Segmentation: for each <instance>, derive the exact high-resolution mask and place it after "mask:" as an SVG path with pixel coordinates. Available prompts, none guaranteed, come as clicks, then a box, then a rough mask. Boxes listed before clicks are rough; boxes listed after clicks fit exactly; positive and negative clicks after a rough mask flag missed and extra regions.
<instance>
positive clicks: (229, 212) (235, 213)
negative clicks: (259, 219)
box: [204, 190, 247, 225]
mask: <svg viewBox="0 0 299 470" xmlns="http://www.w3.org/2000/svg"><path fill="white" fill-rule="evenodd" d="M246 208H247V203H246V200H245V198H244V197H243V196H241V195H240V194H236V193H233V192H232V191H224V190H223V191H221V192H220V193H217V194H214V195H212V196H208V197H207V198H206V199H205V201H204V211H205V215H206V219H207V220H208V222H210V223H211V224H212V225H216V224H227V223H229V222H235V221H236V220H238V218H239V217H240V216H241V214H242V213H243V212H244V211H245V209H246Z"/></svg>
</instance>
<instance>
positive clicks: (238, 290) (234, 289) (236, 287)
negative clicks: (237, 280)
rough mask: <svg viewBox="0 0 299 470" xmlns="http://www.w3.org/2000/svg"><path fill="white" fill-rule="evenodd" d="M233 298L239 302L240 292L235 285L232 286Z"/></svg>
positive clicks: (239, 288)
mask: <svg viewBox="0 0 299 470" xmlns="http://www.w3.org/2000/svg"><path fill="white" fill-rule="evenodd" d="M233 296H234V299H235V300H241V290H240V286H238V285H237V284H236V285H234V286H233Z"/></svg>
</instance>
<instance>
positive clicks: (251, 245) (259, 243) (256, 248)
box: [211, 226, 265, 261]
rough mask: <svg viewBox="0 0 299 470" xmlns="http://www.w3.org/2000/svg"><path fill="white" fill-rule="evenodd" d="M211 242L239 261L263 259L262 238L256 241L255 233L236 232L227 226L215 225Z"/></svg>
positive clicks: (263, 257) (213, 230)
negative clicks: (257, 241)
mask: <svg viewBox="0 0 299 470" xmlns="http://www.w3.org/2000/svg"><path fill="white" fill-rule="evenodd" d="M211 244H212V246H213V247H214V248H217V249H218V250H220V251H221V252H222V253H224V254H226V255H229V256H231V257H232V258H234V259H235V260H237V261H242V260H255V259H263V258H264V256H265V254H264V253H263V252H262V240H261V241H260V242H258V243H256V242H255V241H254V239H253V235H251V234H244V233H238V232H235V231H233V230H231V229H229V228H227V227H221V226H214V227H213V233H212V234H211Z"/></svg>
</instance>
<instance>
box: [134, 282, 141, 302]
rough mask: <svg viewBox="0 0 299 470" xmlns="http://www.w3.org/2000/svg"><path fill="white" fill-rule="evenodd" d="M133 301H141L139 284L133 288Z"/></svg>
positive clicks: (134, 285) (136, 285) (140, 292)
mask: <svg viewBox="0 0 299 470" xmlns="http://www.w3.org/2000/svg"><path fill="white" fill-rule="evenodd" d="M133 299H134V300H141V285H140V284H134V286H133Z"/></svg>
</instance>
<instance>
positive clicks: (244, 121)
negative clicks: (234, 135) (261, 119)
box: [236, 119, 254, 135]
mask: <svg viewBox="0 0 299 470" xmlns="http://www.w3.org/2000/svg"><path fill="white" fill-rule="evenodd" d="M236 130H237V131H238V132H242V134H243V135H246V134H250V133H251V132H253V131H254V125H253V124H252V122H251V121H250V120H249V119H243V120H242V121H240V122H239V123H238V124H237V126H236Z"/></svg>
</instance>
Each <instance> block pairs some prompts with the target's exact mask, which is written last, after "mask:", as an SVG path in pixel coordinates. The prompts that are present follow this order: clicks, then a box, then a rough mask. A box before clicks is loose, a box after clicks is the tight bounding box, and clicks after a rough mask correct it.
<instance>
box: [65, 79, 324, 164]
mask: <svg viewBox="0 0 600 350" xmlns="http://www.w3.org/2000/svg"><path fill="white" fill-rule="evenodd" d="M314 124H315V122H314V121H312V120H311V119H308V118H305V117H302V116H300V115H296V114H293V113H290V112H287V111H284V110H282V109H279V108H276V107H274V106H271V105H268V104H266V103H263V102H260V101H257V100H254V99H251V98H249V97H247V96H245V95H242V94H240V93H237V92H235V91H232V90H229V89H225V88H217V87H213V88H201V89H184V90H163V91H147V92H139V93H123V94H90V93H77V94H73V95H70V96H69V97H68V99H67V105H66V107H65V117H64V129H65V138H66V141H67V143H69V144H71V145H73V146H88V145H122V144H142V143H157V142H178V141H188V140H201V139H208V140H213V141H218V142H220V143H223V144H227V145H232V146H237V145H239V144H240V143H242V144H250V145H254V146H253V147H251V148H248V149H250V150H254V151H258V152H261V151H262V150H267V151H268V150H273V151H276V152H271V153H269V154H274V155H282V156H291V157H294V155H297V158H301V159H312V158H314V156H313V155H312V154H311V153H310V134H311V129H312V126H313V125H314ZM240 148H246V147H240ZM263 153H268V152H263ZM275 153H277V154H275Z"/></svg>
+ + +
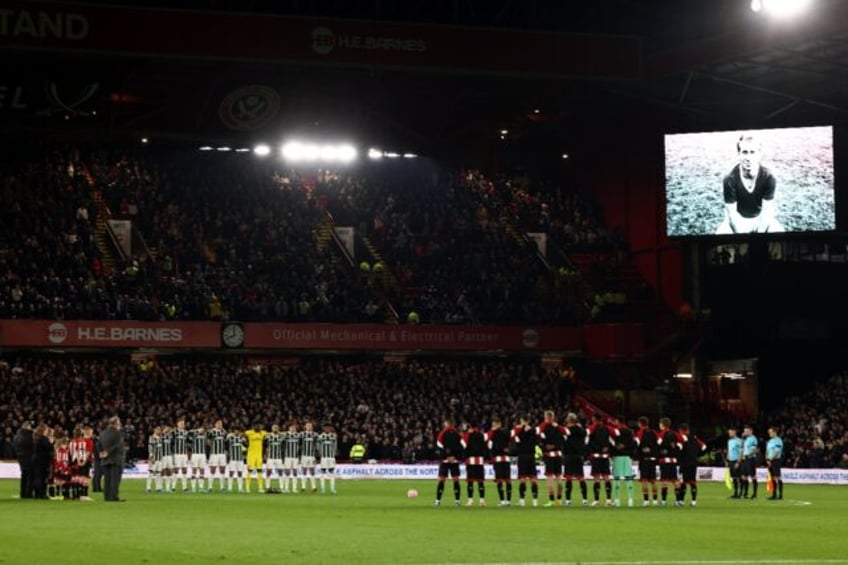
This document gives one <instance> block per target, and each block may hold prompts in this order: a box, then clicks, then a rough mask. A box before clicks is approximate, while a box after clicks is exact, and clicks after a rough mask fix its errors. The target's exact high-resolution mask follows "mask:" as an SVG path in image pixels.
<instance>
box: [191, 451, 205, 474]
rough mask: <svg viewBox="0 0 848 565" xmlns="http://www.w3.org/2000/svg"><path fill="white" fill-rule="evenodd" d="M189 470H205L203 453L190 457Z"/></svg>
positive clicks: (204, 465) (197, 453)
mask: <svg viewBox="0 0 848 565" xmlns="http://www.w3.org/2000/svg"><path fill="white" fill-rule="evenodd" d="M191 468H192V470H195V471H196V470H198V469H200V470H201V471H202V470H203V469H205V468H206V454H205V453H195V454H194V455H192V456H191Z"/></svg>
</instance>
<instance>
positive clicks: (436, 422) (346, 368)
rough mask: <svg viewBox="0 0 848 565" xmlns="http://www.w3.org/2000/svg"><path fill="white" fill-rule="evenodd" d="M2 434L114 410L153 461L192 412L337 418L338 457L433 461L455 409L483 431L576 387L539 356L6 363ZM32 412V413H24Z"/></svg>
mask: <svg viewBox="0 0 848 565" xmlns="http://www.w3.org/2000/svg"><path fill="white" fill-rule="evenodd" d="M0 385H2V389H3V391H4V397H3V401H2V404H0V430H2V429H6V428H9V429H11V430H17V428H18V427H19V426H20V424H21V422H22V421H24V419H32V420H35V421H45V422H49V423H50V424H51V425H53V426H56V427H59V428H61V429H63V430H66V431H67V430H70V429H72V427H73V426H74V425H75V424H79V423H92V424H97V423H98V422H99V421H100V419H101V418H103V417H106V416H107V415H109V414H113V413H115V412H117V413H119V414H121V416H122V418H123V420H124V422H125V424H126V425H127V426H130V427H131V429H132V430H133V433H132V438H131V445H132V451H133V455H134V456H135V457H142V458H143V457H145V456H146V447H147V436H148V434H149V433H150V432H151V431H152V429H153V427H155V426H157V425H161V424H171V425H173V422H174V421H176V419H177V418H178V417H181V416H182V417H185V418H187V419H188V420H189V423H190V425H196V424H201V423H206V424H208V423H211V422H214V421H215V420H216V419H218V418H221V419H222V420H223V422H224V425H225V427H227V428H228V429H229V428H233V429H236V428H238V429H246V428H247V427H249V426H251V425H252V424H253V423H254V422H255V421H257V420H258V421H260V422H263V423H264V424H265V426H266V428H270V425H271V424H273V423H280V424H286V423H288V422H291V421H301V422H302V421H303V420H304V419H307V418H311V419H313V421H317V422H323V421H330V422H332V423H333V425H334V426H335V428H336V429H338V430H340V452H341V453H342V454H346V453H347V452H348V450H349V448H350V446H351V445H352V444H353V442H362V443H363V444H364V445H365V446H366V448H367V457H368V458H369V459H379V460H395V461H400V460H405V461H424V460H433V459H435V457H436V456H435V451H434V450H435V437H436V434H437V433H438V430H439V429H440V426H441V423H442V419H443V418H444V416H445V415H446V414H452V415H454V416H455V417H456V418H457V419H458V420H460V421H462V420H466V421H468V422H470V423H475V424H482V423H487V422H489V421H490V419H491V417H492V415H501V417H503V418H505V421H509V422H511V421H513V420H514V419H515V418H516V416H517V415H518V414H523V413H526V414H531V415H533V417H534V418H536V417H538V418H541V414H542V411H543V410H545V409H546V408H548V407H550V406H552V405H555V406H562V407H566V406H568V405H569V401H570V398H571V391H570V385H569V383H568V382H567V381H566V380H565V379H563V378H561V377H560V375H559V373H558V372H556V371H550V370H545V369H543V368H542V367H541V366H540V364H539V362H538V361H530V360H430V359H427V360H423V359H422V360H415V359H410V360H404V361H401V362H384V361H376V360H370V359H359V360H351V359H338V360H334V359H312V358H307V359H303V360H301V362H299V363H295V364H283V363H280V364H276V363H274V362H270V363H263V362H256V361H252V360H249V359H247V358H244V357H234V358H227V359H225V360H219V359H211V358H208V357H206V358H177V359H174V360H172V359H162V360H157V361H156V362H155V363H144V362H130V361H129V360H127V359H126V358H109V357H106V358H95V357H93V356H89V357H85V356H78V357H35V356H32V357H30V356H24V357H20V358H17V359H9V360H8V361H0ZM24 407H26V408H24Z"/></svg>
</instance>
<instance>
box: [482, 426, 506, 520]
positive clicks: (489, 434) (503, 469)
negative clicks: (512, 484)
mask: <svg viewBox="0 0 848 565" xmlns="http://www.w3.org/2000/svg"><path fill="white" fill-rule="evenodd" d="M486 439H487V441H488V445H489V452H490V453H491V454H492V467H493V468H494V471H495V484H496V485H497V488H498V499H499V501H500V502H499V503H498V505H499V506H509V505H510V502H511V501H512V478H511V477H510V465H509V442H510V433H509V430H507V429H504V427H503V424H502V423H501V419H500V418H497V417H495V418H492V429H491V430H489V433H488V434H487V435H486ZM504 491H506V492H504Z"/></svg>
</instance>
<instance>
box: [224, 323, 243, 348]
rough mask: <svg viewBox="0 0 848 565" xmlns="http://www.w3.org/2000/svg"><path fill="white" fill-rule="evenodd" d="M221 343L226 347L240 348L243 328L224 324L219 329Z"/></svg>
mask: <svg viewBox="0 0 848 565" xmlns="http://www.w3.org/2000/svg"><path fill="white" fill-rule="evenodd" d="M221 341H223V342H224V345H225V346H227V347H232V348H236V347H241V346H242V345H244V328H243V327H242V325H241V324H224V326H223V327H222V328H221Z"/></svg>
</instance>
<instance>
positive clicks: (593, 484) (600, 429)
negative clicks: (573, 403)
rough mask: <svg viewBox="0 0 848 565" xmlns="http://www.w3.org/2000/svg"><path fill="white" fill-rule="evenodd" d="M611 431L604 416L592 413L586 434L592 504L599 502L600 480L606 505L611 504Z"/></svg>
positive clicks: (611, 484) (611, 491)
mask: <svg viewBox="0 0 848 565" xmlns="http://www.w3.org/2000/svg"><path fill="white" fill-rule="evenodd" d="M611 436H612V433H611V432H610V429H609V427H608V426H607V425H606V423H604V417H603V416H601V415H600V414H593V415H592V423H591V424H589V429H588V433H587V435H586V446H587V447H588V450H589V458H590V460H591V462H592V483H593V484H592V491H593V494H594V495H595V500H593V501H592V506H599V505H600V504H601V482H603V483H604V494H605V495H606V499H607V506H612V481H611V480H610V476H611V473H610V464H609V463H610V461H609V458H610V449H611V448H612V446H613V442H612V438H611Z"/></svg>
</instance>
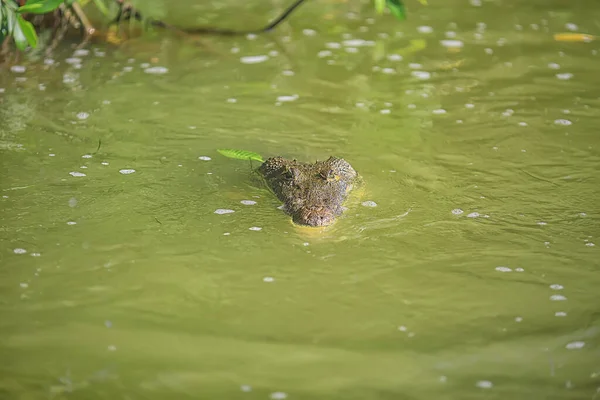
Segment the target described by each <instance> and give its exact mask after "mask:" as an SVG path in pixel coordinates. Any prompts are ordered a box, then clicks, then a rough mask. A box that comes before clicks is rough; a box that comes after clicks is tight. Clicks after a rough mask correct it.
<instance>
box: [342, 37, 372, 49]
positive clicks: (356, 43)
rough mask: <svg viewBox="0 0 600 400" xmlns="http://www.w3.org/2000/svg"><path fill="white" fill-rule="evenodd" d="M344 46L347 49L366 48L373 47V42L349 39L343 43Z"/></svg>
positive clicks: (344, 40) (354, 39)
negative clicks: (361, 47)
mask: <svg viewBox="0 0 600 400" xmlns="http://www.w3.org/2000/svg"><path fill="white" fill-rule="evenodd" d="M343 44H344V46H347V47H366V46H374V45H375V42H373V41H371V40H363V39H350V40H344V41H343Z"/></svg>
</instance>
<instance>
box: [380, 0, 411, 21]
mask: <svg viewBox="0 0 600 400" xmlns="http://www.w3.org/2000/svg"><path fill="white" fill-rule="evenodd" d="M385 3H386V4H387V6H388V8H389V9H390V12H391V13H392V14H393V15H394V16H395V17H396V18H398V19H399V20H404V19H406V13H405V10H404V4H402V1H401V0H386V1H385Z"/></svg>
+ + +
TASK BRIEF → Give an exact copy of the lines above from the line with "positive clicks: (244, 121)" up to and including the line with "negative clicks: (234, 135) (261, 119)", and leave everything else out.

REPLY →
positive clicks: (244, 121)
negative clicks: (234, 135) (261, 119)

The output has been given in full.